-------- Document segment

Health care and workers' compensation costs were $12.9 million for the nine 
months ended September 30, 1996, compared to $9.2 million for the same period in
1995, representing an increase of $3.7 million, or 39.6%. This increase was 
due mainly to the higher volume of health care and workers' compensation 
claims paid and/or reserved during the 1996 period which was a direct function 
of the increase of PEO clients and worksite employees. Health care and 
workers' compensation costs were 4.8% of revenues for the nine months ended 
September 30, 1996, compared to 5.4% for the same period in 1995. The decrease 
of health care and workers' compensation costs as a percentage of revenues was 
due mainly to incremental revenues from the Company's workers' compensation 
managed care services.

State unemployment taxes and other direct costs were $2.6 million for the 
nine months ended September 30, 1996, compared to $1.3 million for the same 
period in 1995, representing an increase of $1.3 million or 101.2%. 
This increase was due mainly to the higher volume of salaries and wages paid 
during the period which was a direct function of the increase of PEO clients 
and worksite employees, an increased number of client companies using other 
services and products (e.g., 401(k), the drug free workplace program, etc.), as 
well as an increase in other direct costs related to the Company's managed 
behavioral care services. State unemployment taxes and other direct costs were 
1.0% of revenues for the nine months ended September 30, 1996, compared to 0.8% 
for the same period in 1995.

----------------
-------- Data listing

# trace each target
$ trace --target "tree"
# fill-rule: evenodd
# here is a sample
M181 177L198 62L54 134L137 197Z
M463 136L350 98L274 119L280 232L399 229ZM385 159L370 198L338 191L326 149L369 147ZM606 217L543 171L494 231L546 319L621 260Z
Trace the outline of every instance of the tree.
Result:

----------------
-------- Data listing

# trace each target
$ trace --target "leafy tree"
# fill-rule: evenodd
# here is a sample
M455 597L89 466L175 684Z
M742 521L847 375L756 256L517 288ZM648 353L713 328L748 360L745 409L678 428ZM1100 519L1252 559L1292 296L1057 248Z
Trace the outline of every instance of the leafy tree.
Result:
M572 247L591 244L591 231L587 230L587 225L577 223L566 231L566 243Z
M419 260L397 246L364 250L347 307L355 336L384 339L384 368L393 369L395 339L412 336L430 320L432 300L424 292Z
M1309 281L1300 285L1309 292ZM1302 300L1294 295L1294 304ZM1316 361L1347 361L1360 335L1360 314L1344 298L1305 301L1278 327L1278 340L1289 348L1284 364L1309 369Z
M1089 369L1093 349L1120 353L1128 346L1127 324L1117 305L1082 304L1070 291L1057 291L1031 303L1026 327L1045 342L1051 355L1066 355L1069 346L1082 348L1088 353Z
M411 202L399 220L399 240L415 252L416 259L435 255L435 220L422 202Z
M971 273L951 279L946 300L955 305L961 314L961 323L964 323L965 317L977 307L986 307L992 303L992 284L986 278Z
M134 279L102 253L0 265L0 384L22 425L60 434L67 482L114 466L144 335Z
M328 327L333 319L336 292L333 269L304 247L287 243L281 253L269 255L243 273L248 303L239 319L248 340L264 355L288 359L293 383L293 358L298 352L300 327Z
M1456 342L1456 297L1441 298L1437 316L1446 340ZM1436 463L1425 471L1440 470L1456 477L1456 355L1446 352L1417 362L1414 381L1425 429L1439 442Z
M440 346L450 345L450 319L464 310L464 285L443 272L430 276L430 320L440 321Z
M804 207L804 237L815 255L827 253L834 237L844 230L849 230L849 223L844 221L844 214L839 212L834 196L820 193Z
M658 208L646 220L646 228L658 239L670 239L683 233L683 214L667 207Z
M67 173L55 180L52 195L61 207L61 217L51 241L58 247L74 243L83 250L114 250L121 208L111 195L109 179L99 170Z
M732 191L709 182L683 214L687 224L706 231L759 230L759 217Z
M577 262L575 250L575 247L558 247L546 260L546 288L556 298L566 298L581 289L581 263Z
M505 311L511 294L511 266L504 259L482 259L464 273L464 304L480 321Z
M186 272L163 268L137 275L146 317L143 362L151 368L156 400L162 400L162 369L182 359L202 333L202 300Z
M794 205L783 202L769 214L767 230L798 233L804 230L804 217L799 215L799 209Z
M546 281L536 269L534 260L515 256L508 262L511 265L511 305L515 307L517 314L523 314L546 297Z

----------------

* _What to work on_:
**a)** In the passage on operating costs, what share of revenues did state unemployment taxes and other direct costs make up for the nine months ended September 30, 1996?
**b)** Pull out each line of the rows that contains the string "target".
These rows have no connection to the passage on operating costs.

* _Answers provided_:
**a)** They were 1.0% of revenues.

**b)**
# trace each target
$ trace --target "tree"
# trace each target
$ trace --target "leafy tree"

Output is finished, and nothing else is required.